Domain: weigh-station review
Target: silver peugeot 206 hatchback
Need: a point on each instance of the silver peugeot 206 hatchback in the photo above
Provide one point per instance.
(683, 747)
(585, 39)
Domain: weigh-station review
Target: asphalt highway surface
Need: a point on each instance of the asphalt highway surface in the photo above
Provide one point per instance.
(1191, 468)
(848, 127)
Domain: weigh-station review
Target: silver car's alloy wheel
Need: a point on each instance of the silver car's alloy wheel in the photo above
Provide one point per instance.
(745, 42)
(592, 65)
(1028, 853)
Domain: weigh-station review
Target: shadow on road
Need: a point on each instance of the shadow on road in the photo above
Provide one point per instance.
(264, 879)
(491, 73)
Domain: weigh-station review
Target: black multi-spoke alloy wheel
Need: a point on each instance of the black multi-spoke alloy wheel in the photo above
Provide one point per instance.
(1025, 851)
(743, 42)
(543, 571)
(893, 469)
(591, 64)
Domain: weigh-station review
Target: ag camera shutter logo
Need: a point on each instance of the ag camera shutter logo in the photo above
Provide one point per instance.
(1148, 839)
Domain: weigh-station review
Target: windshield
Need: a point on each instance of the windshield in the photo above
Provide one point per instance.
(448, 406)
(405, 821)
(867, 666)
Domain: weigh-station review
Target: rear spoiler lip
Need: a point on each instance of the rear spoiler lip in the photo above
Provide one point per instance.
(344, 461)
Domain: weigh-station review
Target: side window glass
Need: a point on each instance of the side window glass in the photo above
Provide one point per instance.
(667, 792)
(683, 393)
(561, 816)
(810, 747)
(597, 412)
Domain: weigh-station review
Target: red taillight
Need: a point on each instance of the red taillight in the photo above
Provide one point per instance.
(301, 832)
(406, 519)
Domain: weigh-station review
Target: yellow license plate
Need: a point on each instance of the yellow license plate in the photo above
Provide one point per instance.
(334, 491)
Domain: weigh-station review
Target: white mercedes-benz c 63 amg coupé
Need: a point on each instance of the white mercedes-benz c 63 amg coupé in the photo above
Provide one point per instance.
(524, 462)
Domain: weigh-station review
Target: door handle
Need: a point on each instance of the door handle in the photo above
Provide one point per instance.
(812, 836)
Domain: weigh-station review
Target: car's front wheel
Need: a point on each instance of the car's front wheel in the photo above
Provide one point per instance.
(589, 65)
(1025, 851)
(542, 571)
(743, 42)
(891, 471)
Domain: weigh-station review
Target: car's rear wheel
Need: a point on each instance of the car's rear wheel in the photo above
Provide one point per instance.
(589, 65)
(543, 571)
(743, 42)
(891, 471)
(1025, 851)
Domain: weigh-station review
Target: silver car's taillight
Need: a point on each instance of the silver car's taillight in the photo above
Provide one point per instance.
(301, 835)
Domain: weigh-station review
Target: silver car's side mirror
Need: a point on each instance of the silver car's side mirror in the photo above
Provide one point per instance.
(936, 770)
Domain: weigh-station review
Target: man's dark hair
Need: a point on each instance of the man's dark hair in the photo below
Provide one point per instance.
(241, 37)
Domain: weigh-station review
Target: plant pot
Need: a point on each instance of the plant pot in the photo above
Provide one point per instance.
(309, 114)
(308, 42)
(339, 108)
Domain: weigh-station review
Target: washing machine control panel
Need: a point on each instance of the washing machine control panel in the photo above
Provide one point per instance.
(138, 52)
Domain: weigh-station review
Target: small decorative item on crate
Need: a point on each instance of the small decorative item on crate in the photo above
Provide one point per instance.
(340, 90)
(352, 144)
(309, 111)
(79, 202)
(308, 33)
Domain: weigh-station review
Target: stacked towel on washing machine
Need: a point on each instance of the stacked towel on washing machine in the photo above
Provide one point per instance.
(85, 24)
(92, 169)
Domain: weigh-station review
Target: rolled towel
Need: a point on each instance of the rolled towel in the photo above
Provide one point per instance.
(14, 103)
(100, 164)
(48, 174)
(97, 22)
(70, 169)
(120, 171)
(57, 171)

* * *

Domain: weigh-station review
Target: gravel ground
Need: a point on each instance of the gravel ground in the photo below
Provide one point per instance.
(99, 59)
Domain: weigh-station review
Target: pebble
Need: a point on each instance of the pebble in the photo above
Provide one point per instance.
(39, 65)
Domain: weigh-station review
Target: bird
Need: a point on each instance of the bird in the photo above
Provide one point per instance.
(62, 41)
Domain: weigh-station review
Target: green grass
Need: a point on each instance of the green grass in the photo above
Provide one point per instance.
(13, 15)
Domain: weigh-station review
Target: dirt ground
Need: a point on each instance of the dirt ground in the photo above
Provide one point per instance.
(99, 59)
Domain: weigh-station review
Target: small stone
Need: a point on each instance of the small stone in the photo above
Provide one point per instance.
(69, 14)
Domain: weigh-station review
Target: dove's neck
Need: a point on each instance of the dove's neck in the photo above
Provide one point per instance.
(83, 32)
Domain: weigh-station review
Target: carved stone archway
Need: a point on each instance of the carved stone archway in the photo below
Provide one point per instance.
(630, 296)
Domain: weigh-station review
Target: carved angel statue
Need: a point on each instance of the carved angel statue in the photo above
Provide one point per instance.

Problem details =
How many lines in the listing above contain the word "camera"? Reply with the number alone.

Output for this task =
2